EXTRACTO DE LA PÁGINA:
★ ★ ★

Eran alrededor de las 11 a. m. cuando mi difunto esposo y yo regresamos a casa después de emitir nuestros votos. Nuestros hijos estaban en casa de nuestros vecinos y decidí cocinar mientras hablaba con mi esposo.
Abrió la puerta y vi un grupo de jóvenes afuera. Se dividieron en tres grupos: dos corrieron para incendiar mi tienda y atacar nuestro ganado, pero el tercero se abrió paso a fuerza en nuestra casa, armado con machetes.
Los jóvenes tenían máscaras en sus rostros y dijeron que no buscaban nada más que nuestras vidas. Estaba aterrorizada y grité a mis hijos y vecinos, con la esperanza de advertirles que huyeran. Nuestros atacantes nos ordenaron desnudarnos y decir nuestra última oración. Les rogamos que nos perdonaran la vida.

★ ★ ★

TAREAS POR REALIZAR:
a) Responda estas preguntas sobre el relato del ataque:
(i) ¿A qué hora aproximada regresó la pareja a casa?
(ii) ¿En cuántos grupos se dividieron los jóvenes?
(iii) ¿Qué llevaban los jóvenes en el rostro?
b) Retome el relato del ataque a partir de su última oración.

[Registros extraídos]
★ ★ ★

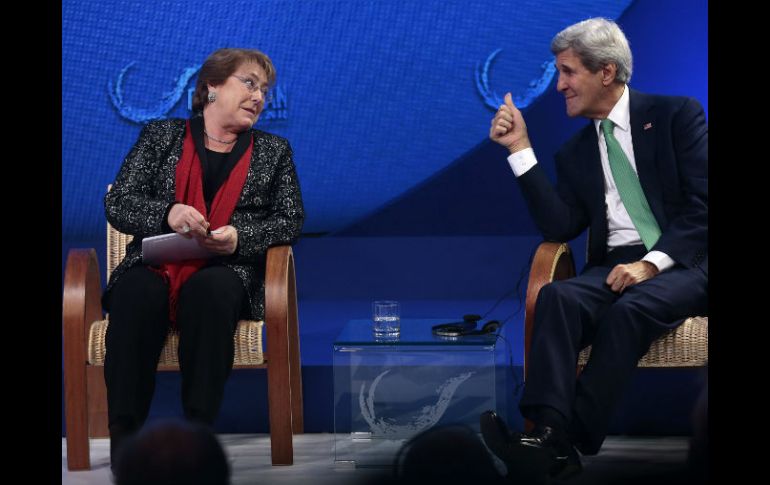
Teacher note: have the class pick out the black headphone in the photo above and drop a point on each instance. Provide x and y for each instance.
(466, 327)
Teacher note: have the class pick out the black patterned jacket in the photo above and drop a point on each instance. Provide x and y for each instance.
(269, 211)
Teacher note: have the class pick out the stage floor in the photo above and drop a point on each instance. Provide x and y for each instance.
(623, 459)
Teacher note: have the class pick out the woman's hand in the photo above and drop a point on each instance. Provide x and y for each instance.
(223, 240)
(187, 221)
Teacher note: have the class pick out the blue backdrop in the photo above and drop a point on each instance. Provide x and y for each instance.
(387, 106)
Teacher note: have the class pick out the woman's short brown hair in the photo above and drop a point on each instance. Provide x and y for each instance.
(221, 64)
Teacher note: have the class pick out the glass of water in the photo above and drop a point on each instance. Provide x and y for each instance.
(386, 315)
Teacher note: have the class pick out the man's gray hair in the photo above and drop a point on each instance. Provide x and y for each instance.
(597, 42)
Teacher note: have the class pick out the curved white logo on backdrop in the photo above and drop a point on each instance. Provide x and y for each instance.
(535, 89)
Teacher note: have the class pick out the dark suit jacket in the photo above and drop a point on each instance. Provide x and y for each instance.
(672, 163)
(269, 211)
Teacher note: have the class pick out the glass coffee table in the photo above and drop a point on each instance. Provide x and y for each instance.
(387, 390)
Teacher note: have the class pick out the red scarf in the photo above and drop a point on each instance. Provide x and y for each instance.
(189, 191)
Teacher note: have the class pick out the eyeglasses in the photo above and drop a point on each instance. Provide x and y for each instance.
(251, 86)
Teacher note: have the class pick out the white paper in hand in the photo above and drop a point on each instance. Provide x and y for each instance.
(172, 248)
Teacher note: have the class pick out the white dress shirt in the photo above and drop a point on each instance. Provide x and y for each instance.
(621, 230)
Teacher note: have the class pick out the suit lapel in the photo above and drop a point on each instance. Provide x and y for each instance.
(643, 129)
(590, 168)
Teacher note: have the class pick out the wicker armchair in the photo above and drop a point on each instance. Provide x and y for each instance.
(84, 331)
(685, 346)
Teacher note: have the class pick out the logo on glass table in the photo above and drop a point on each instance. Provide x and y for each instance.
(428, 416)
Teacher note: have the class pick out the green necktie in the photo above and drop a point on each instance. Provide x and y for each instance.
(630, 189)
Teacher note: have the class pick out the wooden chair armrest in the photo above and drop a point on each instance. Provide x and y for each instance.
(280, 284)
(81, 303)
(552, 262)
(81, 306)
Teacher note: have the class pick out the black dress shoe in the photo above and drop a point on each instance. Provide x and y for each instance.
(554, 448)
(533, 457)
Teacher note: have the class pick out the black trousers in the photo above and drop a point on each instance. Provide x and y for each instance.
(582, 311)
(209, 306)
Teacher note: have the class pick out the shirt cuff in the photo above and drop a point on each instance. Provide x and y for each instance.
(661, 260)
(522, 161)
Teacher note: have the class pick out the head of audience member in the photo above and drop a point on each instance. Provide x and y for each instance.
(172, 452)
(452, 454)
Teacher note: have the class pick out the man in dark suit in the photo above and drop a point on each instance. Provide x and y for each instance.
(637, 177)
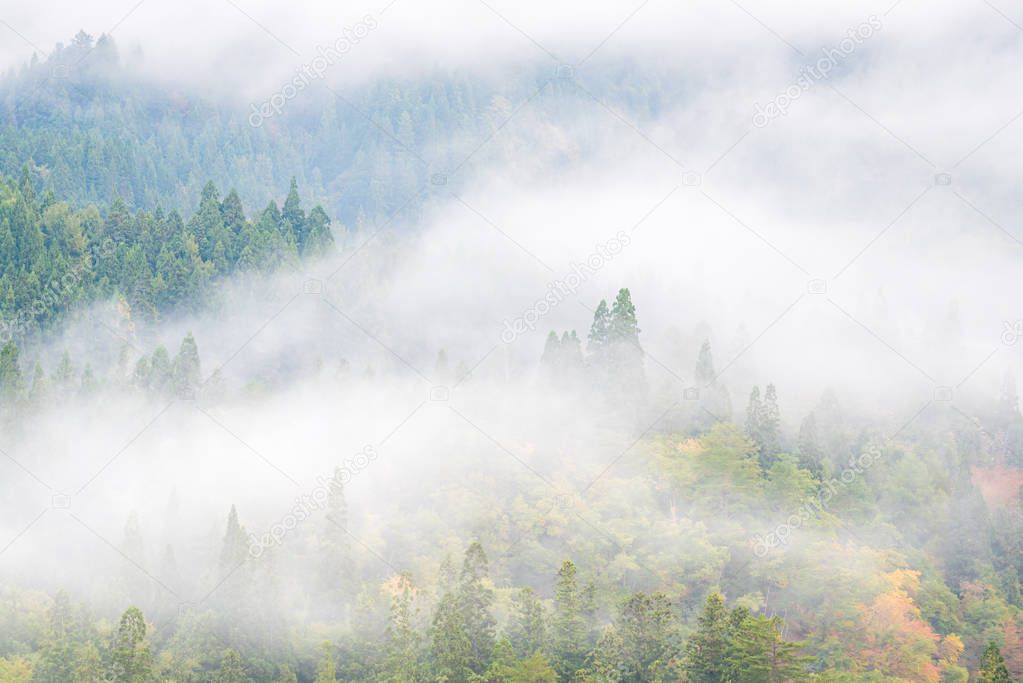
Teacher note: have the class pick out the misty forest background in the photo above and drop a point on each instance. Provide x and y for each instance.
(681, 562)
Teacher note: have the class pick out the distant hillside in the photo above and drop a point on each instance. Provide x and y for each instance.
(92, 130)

★ ★ ★

RESULTADOS POR TAREA:
a)
(i) Alrededor de las 11 a. m.
(ii) En tres grupos.
(iii) Máscaras.

b)
Nos ataron las manos y nos arrancaron toda la ropa. Mientras se burlaban de mí, me cortaron dos dedos y los colocaron sobre la mesa, pidiéndome que «cuente los votos». Luego se volvieron hacia mi esposo y comenzaron a cortarle todos los dedos, las orejas e incluso los genitales. Grité pidiendo ayuda, llena de miedo e incredulidad, pero cuanto más gritaba, más ponía en peligro mi propia vida. El dolor nubló mi mente y la sangre brotó de mis heridas.
Observé impotente cómo mi esposo fue torturado hasta el punto de ser decapitado. Pusieron su cabeza sobre la mesa, y luego llegó el momento de enfrentar su ira.
Los jóvenes sostuvieron mi cara contra una estufa de carbón ardiendo mientras continuaban apuñalando mi cuerpo. Seguí perdiendo y ganando conciencia hasta que finalmente perdí mis sentidos por completo. Me dejaron morir en el suelo.
No recuperé la conciencia durante tres días. Más tarde, escuché que muchos kenianos perdieron la vida como resultado de la violencia y que recogían cadáveres a lo largo de las carreteras. Me recogieron de mi casa junto con mi difunto esposo y me llevaron a la morgue.
Pasé tres días con cadáveres allí antes de recuperar la conciencia al tercer día. El dolor, el hambre y el frío me arañaron. Estaba tan aturdida que pensé que estaba en un silo de maíz.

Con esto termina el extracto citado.